* _Supplied material_:
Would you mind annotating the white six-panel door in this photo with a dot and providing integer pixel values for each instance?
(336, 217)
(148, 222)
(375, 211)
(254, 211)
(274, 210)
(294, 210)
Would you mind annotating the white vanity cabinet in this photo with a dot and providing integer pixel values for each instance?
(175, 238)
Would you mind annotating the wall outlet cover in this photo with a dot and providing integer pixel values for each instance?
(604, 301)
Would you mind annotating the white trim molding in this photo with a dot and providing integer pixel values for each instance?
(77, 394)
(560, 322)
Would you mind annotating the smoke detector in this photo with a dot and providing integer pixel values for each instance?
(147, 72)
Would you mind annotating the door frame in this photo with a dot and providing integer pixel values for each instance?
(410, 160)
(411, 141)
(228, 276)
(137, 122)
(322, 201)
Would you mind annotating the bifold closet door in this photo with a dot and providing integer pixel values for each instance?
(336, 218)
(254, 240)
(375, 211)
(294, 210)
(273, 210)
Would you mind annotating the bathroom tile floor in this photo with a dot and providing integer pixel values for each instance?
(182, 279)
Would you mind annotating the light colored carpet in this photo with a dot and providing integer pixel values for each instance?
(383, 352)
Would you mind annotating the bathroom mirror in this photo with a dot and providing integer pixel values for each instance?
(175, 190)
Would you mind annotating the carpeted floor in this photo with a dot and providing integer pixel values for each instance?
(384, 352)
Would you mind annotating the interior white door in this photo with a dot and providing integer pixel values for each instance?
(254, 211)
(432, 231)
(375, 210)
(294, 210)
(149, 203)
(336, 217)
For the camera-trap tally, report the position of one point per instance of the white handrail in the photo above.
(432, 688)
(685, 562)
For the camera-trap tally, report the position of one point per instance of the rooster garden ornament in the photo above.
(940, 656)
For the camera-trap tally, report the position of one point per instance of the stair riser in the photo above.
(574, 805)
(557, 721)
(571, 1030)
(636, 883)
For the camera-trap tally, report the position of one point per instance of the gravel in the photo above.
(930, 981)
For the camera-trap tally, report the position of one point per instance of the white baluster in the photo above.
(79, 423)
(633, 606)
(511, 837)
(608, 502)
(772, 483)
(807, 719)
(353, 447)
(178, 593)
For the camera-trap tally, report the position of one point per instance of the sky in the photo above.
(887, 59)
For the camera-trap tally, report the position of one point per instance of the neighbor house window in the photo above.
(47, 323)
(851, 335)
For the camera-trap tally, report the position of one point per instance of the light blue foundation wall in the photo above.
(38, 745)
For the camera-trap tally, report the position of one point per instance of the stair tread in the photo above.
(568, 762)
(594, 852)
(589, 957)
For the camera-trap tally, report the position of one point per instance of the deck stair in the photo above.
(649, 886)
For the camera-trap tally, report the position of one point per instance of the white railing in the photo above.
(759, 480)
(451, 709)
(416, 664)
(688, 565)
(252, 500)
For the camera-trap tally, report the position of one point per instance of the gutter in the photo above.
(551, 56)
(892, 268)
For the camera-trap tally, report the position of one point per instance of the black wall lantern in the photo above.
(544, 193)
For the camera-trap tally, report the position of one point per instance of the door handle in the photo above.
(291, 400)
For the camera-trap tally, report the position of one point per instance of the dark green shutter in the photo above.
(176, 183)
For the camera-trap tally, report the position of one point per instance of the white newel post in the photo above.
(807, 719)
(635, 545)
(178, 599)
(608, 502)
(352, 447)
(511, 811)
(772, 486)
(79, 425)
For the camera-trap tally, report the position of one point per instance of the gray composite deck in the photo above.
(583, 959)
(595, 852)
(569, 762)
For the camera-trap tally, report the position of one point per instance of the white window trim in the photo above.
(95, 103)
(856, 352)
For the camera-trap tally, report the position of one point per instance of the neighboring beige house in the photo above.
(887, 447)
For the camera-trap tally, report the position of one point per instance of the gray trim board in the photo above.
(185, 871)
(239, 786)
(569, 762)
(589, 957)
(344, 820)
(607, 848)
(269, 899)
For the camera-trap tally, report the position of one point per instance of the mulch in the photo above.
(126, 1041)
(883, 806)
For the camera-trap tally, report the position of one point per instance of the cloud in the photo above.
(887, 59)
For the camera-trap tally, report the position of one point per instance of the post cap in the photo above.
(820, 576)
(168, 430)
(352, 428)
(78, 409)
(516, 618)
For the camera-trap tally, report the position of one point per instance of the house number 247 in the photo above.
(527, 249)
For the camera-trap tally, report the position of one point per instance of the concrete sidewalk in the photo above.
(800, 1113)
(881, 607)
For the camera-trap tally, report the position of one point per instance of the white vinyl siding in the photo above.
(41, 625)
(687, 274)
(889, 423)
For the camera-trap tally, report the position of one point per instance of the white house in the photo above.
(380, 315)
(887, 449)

* _Directions_:
Return the listing verbatim.

* _Result of the task_:
Would you mind annotating the white six-panel door in this photo with a dot and providing integer pixel values for each instance?
(336, 217)
(148, 222)
(375, 211)
(254, 211)
(274, 210)
(294, 210)
Would you mind annotating the white vanity cabinet in this photo with a dot and providing integer pixel values for each instance?
(175, 238)
Would you mind annotating the wall outlet cover in this photo with a dot and providing integer pixel values for each instance?
(604, 301)
Would you mind annotating the white trim molding in this photo with a dot and providing integer pixel values for each instance?
(77, 394)
(560, 322)
Would you mind annotating the smoke detector in this photo with a dot and providing integer pixel values for each instance?
(147, 72)
Would you mind annotating the door frame in this photo with a dot and providing integer pixel values for each instance?
(410, 160)
(411, 141)
(228, 276)
(137, 122)
(322, 201)
Would you mind annotating the bifold closet door in this photo with a dot and providing integer pixel values for each instance?
(336, 218)
(254, 240)
(375, 211)
(294, 210)
(273, 210)
Would you mind annotating the bathroom tile floor in this photo with a dot and providing integer pixel values for each instance?
(182, 279)
Would you mind annotating the light colored carpet in this photo with a dot and providing integer pixel values for each instance?
(383, 352)
Would you mind annotating the bathroom mirror in this photo with a dot and providing integer pixel values for each instance?
(175, 190)
Would you mind annotating the carpeted floor in this photo with a dot and providing integer pixel values for each instance?
(384, 352)
Would you mind annotating the interior white door in this photo with a dot and providing integer pixel values for each instance?
(254, 211)
(432, 231)
(375, 210)
(294, 210)
(149, 203)
(336, 217)
For the camera-trap tally, report the position of one point per instance of the white handrail in the photo above.
(432, 688)
(685, 562)
For the camera-trap tally, report the position of one point per instance of the rooster garden ornament in the photo above.
(940, 656)
For the camera-trap tally, report the position of one point per instance of the stair riser in the photo above.
(574, 805)
(557, 721)
(571, 1030)
(636, 883)
For the camera-trap tally, report the position of one point per instance of the gravel in the photo above.
(930, 981)
For the camera-trap tally, report the position of one point per instance of the white baluster in the photo above.
(79, 423)
(633, 606)
(511, 837)
(608, 502)
(772, 483)
(807, 719)
(353, 447)
(178, 593)
For the camera-trap tally, report the position of one point per instance of the sky in the photo above.
(887, 59)
For the camera-trap tally, report the position of one point per instance of the neighbor house window in the photo above.
(47, 323)
(851, 335)
For the camera-trap tally, report the position of one point per instance of the light blue foundation wall in the photo above.
(38, 745)
For the camera-trap tally, report the position of one point per instance of the stair tread in the photo above.
(568, 762)
(594, 852)
(589, 957)
For the camera-trap tally, report the position of one point per instance of the deck stair in the photo above.
(649, 886)
For the camera-trap tally, report the position of one point per instance of the white railing in the photo above.
(759, 480)
(451, 709)
(416, 664)
(688, 565)
(252, 500)
For the camera-trap tally, report the position of one point per instance of the gutter in the photo above.
(551, 56)
(892, 268)
For the camera-trap tally, report the position of one point per instance of the black wall lantern in the photo above.
(544, 193)
For the camera-trap tally, report the position of one point per instance of the door handle in the photo above.
(291, 400)
For the camera-trap tally, report the position of one point per instance of the dark green shutter in the photo above.
(176, 183)
For the camera-trap tally, report the position of one point per instance of the white newel post in the photo above.
(807, 719)
(635, 545)
(178, 599)
(608, 502)
(352, 447)
(511, 811)
(772, 486)
(79, 425)
For the camera-trap tally, report the position of one point per instance of the gray composite deck in the photo above.
(583, 959)
(595, 852)
(569, 762)
For the camera-trap tally, report the position of one point per instance of the white window trim in the photo above.
(95, 103)
(856, 352)
For the camera-trap tally, report the position of one point per instance of the neighboring beige house in the photo above.
(887, 447)
For the camera-trap tally, report the position of one point per instance of the gray trim board in the photo above.
(185, 871)
(239, 786)
(569, 762)
(589, 957)
(344, 820)
(607, 848)
(269, 899)
For the camera-trap tally, report the position of one point per instance of the mulch in the photo above.
(126, 1041)
(883, 806)
For the camera-trap tally, report the position of one point per instance of the cloud in the photo above.
(887, 59)
For the camera-trap tally, report the position of one point per instance of the post cap in the photo above.
(820, 576)
(168, 430)
(352, 428)
(78, 409)
(516, 618)
For the camera-trap tally, report the position of one point per instance of the house number 247 in the photo above.
(527, 249)
For the camera-trap tally, report the position of one point per instance of the concrete sidewalk in the photo above.
(800, 1113)
(881, 607)
For the camera-trap tally, report the position of one point per instance of the white vinyl siding in the photo above.
(41, 625)
(687, 274)
(889, 423)
For the camera-trap tally, report the position of one point per instance of the white house in the photo above.
(380, 315)
(887, 449)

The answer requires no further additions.